Showing posts with label demographics. Show all posts
Showing posts with label demographics. Show all posts

Tuesday, April 21, 2009

Strangers in Their Own Land

Though it may have appeared that way, Friday's post was not actually a response to Asma Ishak. I just used her invective as an illustration of projection, prejudice and name-calling that passes for internet debate these days. I've learned long since not to get into arguments with trolls; unlike them, I have better things to do with my time.

One of the commenters, however, was curious about the intermarriage of "Serbs and Bosnians" (sic - she meant Muslims, obviously) that Ishak had mentioned. There is this myth that Bosnia was a harmonious, perfectly integrated multi-cultural paradise that evil Serb nationalists brutally destroyed, forcing the Muslims to rediscover their identity. Those who believe this have it precisely backwards, as the subtitle of Alija Izetbegovic's "Islamic Declaration" (PDF) was "A Programme for the Islamization of Muslims." What better way to become the undisputed leader of Bosnia's Muslims and implement an Islamic agenda than to claim they were all in danger of perishing from "Serb aggressors" and their alleged "genocide"?

(Dataset entries)
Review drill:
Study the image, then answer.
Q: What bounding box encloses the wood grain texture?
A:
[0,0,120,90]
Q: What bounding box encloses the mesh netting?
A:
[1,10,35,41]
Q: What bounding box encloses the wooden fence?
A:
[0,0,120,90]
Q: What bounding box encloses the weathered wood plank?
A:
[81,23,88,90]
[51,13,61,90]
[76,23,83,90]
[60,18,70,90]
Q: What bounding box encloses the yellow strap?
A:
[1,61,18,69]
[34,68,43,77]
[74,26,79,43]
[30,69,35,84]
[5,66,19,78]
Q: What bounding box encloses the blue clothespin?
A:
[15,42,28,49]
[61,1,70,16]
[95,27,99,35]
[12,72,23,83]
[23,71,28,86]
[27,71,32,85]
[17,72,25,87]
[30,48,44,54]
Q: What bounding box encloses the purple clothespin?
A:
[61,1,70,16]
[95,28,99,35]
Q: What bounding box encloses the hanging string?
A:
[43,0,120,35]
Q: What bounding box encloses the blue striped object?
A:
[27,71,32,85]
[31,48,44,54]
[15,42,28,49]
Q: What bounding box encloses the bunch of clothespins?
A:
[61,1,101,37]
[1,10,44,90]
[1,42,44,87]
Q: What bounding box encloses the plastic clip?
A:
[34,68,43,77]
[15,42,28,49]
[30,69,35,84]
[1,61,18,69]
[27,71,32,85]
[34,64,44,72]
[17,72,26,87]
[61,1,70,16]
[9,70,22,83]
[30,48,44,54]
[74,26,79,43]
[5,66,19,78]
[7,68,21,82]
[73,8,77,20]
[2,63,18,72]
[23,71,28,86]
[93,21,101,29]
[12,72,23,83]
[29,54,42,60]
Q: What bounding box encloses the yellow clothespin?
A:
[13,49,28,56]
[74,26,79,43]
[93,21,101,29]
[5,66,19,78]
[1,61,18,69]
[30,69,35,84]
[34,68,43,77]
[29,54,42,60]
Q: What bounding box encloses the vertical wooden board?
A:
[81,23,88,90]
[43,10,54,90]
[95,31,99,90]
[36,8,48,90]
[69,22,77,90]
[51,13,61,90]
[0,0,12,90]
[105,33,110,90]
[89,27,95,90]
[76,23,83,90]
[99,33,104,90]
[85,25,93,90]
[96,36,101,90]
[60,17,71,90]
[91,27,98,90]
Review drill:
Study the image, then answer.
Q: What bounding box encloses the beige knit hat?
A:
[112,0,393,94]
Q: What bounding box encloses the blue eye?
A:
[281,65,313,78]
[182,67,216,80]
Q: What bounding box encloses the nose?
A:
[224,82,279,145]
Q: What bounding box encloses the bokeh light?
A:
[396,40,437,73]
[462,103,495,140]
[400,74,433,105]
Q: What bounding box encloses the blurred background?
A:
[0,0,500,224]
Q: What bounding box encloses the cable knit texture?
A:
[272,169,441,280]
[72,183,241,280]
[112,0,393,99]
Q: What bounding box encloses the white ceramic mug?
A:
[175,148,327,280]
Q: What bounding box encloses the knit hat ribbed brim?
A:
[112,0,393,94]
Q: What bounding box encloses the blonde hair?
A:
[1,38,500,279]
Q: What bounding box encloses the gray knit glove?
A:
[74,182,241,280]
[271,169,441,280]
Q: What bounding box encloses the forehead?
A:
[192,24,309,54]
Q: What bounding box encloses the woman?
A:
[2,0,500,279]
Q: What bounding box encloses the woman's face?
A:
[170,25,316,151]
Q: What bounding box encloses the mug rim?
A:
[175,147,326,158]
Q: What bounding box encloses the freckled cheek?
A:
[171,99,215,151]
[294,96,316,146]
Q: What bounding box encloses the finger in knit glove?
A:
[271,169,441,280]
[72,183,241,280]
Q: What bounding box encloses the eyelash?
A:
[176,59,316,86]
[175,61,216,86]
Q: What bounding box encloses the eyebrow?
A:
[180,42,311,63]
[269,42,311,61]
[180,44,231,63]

• Requirement 1: Retype everything in the blog post about Bosnia from "Though it may" down to "with my time.".
• Requirement 2: Continue the blog post about Bosnia from the point where it stops.
The entries have no connection to the blog post about Bosnia.

• Output 1:
Though it may have appeared that way, Friday's post was not actually a response to Asma Ishak. I just used her invective as an illustration of projection, prejudice and name-calling that passes for internet debate these days. I've learned long since not to get into arguments with trolls; unlike them, I have better things to do with my time.

• Output 2:
It is true enough that there were many mixed marriages in Bosnia. Previously, intermarriage required one of the spouses to convert to the other's faith, so they could be married in a church or a mosque. After 1945, however, the couple simply had to take two witnesses to a court clerk. With Communists actively discouraging religious practice (though not banning it outright, except for Party members), the faith of the children was a non-issue.

Few people in the countryside intermarried, though; it remained a characteristic of urban centers. The collapse of Communism and the rise of ethnic parties put mixed-marriage families under a lot of pressure. People found themselves sidelined because they had the "wrong" spouse. Children were pressured to "choose a side." Some did. Others packed up and left. Many found refuge in Serbia, where people were comparatively less obsessed with ethnic purity than in either Bosnia or Croatia. In fact, Serbia remains the most ethnically heterogeneous Balkans state even now - while in other republics, from Slovenia to Macedonia, the trend has been homogenization.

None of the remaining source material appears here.